◆ To do: Reproduce the rows below word for word, from the line with "Please segment every instance of the pink" up to and including the line with "[[[250,178],[267,280],[275,345],[280,341],[280,177]]]", and nothing more.

◆ Material for this exercise:
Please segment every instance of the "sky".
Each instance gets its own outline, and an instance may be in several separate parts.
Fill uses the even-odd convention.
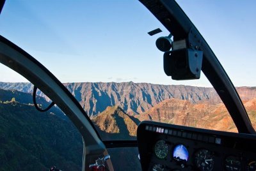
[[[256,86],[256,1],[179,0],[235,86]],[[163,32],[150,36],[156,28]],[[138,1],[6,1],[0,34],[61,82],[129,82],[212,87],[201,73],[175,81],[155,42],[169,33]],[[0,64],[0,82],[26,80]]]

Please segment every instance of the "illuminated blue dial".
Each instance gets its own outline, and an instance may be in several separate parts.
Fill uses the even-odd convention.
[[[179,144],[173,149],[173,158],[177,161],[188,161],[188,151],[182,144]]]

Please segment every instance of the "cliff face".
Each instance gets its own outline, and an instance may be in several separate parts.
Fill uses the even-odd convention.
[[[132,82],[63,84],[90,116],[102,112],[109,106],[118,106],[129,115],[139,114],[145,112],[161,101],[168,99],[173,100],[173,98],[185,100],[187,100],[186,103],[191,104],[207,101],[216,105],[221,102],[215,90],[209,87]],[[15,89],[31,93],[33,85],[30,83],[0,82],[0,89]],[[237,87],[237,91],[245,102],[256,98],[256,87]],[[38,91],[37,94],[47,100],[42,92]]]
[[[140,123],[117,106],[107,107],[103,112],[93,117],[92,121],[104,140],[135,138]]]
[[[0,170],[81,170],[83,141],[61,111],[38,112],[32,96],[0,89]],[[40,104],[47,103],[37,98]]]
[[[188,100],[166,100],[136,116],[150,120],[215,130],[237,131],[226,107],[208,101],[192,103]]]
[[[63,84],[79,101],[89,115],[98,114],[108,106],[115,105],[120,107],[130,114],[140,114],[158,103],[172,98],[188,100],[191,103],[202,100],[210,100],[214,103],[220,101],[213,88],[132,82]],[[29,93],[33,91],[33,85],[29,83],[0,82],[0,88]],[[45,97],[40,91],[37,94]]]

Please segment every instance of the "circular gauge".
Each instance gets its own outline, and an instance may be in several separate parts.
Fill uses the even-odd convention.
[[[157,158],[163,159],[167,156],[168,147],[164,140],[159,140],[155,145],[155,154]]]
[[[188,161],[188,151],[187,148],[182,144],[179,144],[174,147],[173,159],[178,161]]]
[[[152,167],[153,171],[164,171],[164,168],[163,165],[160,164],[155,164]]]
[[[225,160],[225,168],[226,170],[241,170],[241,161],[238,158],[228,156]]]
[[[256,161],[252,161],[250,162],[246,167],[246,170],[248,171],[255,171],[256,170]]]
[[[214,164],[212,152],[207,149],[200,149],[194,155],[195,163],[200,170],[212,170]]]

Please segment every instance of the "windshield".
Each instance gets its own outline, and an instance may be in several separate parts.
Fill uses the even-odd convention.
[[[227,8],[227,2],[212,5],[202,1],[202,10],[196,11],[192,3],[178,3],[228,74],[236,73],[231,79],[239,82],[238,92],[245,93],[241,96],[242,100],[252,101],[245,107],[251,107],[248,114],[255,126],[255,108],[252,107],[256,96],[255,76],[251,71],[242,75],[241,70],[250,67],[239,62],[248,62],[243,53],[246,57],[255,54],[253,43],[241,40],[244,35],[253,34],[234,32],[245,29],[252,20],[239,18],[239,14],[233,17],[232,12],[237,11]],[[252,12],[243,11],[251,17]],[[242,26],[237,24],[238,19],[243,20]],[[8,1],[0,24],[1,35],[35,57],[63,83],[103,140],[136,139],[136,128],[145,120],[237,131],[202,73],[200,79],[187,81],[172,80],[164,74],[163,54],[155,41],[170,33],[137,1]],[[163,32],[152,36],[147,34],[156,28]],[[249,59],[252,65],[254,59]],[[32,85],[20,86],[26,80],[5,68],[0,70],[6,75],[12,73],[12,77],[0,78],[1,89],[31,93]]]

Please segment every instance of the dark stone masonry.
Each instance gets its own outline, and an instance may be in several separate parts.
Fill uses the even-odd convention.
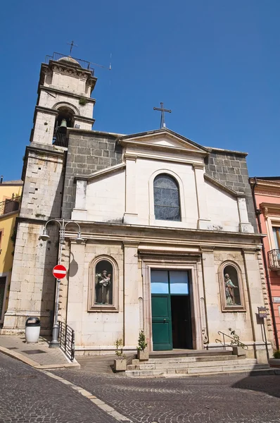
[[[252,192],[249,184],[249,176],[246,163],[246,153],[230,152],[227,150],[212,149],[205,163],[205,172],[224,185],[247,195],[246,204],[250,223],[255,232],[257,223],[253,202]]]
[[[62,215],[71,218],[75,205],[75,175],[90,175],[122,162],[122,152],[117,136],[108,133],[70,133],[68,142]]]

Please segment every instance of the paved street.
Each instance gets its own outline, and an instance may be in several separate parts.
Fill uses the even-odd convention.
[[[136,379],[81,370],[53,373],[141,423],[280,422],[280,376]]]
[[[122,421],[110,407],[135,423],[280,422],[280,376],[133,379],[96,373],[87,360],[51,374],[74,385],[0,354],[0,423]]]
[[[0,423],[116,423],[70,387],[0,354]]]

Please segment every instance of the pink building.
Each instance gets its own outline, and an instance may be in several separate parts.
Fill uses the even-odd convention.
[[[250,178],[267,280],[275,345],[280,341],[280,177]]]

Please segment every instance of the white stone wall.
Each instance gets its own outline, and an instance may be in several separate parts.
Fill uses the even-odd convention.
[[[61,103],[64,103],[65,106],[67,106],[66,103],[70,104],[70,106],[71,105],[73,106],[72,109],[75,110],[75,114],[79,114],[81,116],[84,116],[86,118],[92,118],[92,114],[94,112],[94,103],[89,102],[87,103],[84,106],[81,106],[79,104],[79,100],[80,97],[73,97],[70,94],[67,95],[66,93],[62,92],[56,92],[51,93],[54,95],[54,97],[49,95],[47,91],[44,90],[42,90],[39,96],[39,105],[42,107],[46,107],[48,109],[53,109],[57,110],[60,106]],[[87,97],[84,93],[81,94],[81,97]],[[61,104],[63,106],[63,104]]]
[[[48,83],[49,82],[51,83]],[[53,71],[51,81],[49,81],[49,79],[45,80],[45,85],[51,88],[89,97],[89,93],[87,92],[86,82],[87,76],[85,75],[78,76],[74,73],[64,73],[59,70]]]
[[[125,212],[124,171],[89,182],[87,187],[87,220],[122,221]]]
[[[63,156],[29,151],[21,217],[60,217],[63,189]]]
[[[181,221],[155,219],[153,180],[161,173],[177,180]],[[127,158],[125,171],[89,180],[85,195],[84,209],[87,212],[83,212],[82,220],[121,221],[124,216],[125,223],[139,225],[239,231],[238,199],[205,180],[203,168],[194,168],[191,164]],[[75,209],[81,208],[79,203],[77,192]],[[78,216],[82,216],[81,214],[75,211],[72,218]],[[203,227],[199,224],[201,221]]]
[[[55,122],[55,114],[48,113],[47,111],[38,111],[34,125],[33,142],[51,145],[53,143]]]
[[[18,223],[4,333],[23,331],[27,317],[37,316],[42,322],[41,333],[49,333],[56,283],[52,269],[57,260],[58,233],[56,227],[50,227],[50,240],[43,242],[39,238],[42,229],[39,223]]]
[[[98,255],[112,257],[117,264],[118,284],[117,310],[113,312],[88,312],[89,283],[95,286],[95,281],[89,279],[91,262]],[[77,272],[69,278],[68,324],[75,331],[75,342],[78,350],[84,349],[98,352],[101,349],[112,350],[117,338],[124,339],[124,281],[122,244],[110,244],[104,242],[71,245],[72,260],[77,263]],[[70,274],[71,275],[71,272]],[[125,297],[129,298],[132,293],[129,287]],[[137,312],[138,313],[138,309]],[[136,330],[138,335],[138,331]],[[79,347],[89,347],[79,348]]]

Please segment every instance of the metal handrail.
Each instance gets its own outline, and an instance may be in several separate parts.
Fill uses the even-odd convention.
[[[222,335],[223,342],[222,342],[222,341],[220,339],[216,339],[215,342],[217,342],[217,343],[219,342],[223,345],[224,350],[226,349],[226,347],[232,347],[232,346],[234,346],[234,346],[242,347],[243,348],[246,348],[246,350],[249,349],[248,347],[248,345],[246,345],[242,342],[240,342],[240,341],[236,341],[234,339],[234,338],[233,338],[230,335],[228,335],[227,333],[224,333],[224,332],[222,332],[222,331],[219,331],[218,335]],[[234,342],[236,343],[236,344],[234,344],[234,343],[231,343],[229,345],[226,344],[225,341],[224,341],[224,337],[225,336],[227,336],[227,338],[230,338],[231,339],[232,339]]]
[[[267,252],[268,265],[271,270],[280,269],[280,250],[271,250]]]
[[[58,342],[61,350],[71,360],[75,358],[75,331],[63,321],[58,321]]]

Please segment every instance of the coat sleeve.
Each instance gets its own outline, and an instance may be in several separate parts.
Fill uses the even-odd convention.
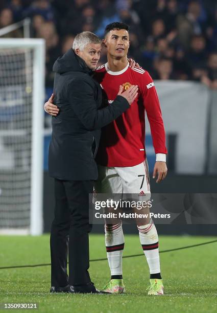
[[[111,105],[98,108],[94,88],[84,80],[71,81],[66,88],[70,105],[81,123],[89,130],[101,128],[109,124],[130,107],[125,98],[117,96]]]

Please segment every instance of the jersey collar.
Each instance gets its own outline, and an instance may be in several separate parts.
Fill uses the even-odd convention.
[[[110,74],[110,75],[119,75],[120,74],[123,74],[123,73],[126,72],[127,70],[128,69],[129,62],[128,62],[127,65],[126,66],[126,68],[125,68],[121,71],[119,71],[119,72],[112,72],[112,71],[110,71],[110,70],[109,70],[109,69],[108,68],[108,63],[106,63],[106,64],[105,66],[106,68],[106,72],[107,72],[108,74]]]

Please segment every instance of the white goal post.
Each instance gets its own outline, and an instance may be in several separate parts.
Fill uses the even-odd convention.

◆ Written answer:
Please segment every instance of the pink building.
Each instance gets its own outline, and an instance may be in several separate parts.
Fill uses the even-odd convention.
[[[250,178],[267,280],[275,345],[280,341],[280,177]]]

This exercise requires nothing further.